While the update sets off noting that its resolution should “not be misinterpreted or misused by attributing violence, such as mass shootings, to violent video game use” and criticizing the media for popularizing these notions throughout the past two years of (in particular) gun violence, it then goes on to spend the next two pages asserting that “the link between violent video game exposure and aggressive behavior is one of the most studied and best established” and that “all existing quantitative reviews of the violent video game literature have found a direct association between violent video game use and aggressive outcomes.” If you’re blinking right now in confusion, having read many papers and studies that say precisely the opposite, that could be because the newest study cited is, bizarrely, from as long ago as 2013, suggesting that even the update is already far out of date with modern research.

■ Required work: In the passage on the violent video game update, from what year is the newest cited study?

Pointing data excerpts
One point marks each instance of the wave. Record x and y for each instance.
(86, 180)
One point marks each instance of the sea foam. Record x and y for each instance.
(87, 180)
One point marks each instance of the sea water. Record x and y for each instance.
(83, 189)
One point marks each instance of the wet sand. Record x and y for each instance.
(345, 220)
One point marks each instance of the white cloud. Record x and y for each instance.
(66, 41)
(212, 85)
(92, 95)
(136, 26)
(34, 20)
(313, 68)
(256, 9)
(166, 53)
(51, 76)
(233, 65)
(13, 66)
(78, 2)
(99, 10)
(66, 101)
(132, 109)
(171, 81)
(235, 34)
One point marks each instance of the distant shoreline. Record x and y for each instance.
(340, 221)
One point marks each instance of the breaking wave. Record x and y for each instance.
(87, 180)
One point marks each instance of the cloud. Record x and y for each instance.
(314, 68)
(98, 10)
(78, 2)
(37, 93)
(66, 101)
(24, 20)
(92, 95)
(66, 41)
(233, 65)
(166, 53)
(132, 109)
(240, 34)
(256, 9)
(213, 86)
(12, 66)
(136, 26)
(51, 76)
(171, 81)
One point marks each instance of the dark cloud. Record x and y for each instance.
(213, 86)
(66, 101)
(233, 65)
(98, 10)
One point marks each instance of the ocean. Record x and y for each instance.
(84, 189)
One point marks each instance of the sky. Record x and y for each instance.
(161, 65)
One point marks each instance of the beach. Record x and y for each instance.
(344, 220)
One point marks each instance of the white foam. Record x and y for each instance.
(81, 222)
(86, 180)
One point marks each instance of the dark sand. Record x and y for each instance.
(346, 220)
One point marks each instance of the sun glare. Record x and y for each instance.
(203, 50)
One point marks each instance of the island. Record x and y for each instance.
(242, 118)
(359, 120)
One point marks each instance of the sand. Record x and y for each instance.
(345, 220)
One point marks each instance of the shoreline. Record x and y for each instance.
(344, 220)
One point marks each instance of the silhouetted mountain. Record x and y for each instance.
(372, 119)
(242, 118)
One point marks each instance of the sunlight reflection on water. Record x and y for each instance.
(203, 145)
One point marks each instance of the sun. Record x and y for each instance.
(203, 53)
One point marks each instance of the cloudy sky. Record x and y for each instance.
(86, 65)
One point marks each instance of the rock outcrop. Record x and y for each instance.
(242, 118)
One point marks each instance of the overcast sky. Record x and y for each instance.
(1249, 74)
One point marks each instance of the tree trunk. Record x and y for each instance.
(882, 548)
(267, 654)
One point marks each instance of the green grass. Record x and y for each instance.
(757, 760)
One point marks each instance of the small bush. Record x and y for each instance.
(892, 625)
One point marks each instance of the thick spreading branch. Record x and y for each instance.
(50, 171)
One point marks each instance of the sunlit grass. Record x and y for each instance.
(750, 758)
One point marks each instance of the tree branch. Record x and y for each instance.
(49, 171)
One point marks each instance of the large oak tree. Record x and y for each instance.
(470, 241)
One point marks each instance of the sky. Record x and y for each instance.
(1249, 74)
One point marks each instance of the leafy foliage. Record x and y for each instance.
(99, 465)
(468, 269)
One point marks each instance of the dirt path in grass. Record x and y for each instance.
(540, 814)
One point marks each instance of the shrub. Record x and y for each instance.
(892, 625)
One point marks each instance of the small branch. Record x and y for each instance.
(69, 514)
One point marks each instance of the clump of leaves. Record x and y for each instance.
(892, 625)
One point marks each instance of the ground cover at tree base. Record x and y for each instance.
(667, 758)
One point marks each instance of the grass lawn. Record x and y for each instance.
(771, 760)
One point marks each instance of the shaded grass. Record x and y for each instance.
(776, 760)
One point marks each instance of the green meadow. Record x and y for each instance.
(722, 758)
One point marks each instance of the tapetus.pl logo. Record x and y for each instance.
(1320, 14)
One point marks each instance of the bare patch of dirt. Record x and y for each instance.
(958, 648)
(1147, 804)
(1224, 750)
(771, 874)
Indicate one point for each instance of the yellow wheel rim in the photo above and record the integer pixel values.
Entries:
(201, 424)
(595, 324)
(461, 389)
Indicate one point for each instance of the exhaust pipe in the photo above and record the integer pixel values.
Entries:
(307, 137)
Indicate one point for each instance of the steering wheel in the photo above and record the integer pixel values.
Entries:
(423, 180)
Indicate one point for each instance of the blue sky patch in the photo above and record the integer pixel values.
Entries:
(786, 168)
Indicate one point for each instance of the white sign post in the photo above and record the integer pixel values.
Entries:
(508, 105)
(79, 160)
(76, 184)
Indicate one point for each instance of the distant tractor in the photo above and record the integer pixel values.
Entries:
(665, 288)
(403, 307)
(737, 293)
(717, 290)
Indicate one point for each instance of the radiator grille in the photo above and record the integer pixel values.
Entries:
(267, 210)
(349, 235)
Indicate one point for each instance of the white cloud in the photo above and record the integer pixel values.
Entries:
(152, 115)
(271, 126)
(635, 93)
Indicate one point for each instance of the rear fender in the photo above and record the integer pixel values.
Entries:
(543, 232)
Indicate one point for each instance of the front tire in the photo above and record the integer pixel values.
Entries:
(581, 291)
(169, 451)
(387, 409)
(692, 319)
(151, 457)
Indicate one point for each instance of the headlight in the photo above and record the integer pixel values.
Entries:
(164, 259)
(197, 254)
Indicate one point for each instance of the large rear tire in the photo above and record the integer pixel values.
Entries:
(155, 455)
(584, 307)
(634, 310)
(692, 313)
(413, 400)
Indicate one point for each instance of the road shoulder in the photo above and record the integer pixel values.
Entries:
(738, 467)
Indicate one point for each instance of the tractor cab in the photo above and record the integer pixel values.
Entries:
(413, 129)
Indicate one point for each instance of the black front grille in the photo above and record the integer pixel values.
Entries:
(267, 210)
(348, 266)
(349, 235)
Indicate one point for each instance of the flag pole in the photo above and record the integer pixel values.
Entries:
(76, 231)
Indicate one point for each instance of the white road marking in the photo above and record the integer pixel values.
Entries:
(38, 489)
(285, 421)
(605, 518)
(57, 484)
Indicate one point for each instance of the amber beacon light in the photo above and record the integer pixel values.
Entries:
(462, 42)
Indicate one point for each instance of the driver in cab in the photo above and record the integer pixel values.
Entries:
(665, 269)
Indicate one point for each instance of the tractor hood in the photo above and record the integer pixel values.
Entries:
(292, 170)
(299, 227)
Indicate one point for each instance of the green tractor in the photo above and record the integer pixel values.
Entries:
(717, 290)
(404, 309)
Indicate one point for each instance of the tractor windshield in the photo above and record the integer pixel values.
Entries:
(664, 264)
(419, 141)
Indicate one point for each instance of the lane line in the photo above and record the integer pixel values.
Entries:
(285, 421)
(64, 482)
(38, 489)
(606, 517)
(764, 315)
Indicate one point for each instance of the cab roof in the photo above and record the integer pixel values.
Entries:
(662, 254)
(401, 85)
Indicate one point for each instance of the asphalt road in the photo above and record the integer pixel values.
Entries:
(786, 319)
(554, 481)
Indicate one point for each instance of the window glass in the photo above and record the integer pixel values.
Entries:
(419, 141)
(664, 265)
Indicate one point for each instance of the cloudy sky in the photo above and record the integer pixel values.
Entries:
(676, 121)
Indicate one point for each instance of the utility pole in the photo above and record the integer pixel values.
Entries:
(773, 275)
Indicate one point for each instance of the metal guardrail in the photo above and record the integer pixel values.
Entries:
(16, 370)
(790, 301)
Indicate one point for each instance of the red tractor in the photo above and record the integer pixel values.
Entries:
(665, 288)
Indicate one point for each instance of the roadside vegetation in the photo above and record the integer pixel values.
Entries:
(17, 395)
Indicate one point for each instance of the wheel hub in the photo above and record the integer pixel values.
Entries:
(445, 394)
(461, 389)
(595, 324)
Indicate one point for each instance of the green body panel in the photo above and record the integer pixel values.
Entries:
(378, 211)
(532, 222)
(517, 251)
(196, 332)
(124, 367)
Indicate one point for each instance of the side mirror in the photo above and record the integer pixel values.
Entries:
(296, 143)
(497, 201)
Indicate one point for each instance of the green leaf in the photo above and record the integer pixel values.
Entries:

■ Result for this exercise: 2013